To privatize Social Security makes nothing but sense, as in dollars and cents. The ownership of private property has always propelled economic prosperity, higher wages and improved standards of living. Only those whose goals are to impoverish the American worker and reduce his ability to manage his own affairs and control his own future would resist such an attractive alternative. As noted by Piñera,

This is a brief story of a dream that has come true. The ultimate lesson is that the only revolutions that are successful are those that trust the individual, and the wonders that individuals can do when they are free.

Tattoo Nation

Social Security (SS) and the Number (Tattoo)

Having an overwhelming desire to be free and to control my future without interference and duress turned me against the involuntary compliance and suppression of the Social Security system many, many years ago. Figuring out the shameful, immoral nature of Social Security took me some time. Something my father told me came to mind: “If you can’t figure it out, it’s likely a scam.”

People must save for retirement, but requiring people to put their futures into the hands of a specific body (the government) and then depend on fellow slaves to fund their retirements is cruel and evil. Only a fool or a slave would put his or her economic future into the hands of a body admittedly $18 trillion in debt. I’m no fool. How is it possible that here in America, a so-called free country, I am required to put my economic future into the hands of a bankrupt, corrupt government?

... In 1960, a landmark United States Supreme Court ruling gave Congress the power to amend and revise the schedule of Social Security benefits. The Court also ruled that recipients have no contractual right to receive benefits. As noted repeatedly from a variety of sources: “The trust funds do not represent a legal obligation to Social Security program recipients, and Congress could cut or raise taxes on such benefits if it chooses.” On November 25, 1998, Michael D. Tanner, in a commentary entitled “Is There a Right to Social Security?” wrote the following:

You worked hard your whole life and paid thousands of dollars in Social Security taxes. Now it’s time to retire. You’re legally entitled to Social Security benefits, right? Wrong. There is no legal right to Social Security, and that is one of the considerations that may decide the coming debate over Social Security reform.

Direction 1
According to the Social Security excerpt, what did the 1960 Supreme Court ruling decide about recipients' contractual right to benefits?
Direction 2
Pick up the Social Security excerpt after its final sentence and keep writing in the same voice.
The rows play no role here.

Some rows
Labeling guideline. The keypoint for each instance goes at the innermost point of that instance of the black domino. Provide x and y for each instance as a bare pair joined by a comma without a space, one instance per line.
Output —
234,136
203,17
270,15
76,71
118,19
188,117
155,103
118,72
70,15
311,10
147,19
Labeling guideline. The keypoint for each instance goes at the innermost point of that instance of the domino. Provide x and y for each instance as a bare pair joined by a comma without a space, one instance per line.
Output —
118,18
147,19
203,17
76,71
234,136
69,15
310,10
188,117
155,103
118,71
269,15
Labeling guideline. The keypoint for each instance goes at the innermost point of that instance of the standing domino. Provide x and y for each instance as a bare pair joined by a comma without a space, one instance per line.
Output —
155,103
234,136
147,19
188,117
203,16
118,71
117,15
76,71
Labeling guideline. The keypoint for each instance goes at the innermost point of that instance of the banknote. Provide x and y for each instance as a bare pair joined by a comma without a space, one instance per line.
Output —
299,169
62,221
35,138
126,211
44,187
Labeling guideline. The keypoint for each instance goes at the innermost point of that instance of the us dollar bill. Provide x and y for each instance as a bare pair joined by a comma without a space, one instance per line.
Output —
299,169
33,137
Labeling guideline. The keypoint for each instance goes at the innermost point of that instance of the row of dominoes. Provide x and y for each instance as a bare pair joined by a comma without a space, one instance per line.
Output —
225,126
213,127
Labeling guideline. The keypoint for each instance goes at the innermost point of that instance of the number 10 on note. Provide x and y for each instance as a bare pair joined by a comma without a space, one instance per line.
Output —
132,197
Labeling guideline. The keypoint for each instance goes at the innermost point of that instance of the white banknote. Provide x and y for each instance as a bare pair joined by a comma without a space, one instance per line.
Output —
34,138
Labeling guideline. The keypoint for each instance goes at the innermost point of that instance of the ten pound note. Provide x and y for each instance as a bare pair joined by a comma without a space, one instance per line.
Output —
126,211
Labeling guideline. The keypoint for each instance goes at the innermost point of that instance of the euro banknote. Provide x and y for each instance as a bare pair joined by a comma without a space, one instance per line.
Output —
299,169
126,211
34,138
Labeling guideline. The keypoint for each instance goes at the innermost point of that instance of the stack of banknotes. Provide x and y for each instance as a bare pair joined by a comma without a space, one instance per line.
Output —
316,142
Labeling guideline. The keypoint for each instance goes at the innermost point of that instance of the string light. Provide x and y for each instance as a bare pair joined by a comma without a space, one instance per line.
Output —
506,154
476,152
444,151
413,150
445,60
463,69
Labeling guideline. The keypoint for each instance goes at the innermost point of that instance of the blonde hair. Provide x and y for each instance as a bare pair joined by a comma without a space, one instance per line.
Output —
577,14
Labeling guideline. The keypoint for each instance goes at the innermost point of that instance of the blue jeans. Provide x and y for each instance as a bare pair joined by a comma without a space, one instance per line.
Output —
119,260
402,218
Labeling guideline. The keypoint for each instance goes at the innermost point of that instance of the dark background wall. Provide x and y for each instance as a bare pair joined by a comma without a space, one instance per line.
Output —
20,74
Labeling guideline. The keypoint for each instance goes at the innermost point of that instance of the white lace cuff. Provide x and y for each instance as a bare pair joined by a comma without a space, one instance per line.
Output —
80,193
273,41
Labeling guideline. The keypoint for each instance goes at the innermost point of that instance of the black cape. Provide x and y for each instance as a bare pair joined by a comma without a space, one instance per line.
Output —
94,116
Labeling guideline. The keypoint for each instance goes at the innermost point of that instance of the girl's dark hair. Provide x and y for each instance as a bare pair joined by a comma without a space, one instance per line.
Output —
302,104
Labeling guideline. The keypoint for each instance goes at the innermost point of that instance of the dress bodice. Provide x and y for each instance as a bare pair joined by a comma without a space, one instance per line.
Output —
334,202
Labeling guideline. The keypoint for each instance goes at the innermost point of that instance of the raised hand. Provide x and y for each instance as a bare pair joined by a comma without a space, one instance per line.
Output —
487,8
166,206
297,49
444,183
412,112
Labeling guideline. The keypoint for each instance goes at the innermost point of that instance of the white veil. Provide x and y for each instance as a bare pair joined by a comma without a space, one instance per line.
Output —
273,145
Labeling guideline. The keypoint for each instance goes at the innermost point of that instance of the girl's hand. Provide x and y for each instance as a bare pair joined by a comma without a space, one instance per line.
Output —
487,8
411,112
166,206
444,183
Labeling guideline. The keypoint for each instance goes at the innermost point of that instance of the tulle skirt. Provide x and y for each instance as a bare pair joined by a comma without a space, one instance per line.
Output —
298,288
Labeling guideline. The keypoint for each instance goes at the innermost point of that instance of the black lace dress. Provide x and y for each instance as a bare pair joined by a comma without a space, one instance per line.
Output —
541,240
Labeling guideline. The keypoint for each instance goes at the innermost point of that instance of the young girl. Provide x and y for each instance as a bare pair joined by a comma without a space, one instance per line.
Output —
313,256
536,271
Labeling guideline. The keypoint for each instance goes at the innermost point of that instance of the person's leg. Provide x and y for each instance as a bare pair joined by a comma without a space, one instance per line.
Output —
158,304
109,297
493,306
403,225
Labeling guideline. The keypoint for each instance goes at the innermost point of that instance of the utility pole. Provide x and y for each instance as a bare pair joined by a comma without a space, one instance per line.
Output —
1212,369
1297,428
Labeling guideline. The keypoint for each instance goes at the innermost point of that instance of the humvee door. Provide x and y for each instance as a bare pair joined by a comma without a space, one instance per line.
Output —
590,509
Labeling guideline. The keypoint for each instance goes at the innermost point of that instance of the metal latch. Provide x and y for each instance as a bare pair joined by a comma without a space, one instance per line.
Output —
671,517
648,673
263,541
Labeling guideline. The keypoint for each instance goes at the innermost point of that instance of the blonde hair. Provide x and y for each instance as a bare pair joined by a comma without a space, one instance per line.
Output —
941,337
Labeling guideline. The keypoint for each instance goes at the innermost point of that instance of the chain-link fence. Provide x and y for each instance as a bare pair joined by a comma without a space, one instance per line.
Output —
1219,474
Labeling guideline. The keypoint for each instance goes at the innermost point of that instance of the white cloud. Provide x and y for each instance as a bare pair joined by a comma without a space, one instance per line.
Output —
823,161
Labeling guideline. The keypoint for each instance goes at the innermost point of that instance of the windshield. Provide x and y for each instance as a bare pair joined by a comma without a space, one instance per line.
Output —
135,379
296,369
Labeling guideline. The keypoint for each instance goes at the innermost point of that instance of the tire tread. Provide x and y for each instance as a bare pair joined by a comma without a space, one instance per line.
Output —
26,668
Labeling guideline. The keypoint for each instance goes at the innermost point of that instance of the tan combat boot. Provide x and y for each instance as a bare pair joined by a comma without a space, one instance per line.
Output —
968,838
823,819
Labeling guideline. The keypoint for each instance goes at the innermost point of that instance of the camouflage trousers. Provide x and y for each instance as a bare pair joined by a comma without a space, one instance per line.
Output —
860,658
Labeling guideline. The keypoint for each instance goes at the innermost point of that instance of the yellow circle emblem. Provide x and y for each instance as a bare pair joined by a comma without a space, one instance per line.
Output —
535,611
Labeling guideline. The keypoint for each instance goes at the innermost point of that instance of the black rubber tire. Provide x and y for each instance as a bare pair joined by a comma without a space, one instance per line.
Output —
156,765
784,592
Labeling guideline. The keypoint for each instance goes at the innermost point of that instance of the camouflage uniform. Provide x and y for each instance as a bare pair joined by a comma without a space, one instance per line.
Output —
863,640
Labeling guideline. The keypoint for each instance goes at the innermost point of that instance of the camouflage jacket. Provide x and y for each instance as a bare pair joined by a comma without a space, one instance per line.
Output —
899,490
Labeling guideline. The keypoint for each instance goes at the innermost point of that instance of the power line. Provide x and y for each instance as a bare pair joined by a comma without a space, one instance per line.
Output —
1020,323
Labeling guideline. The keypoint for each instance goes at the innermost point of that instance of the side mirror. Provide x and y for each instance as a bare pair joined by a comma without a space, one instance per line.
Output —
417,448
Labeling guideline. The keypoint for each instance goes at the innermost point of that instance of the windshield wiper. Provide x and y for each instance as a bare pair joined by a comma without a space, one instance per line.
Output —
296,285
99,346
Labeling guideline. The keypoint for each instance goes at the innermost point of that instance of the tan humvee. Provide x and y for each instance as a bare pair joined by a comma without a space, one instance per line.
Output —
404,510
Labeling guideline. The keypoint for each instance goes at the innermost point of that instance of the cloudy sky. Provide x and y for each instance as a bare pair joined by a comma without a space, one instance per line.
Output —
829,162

Reply 1
It ruled that recipients have no contractual right to receive benefits.

Reply 2
Many people believe that Social Security is an “earned right.” That is, they think that because they have paid Social Security taxes, they are entitled to receive Social Security benefits. The government encourages that belief by referring to Social Security taxes as “contributions,” as in the Federal Insurance Contribution Act. However, in the 1960 case of Fleming v. Nestor, the U.S. Supreme Court ruled that workers have no legally binding contractual rights to their Social Security benefits, and that those benefits can be cut or even eliminated at any time....

Isn’t that…precious.

So, all the monies you and your employers (all by you, if self-employed) paid into the Social Security (SS) system via Social Security taxes “do not represent a legal obligation” to you. It gets worse: the money you pay into Social Security today is not being set aside for your retirement days; it’s being paid out to current SS recipients. It’s referred to as a “pay-as-you-go” system. Any leftover funds (the surplus) the government replaces with interest-bearing IOUs, and, of course, it spends the proceeds as it sees fit. Social-security recipients therefore live under a constant shadow of doubt, wondering whether SS bankruptcy is around the corner.

So it came to pass, while we were being screwed blue during the Great Depression, big-banker bud Roosevelt, and a Congress of mostly Democrats, gave the Federal Government control over the future economic security of every American—tattooing and enslaving all and all to come, until we amend the current Social Security Act and abolish mandatory contributions. Given the amendments proposed herein, the Social Security retirement program will be tempting, yet it will not be mandatory; there are also tempting alternatives available for all.




Issue

Social Security. Really?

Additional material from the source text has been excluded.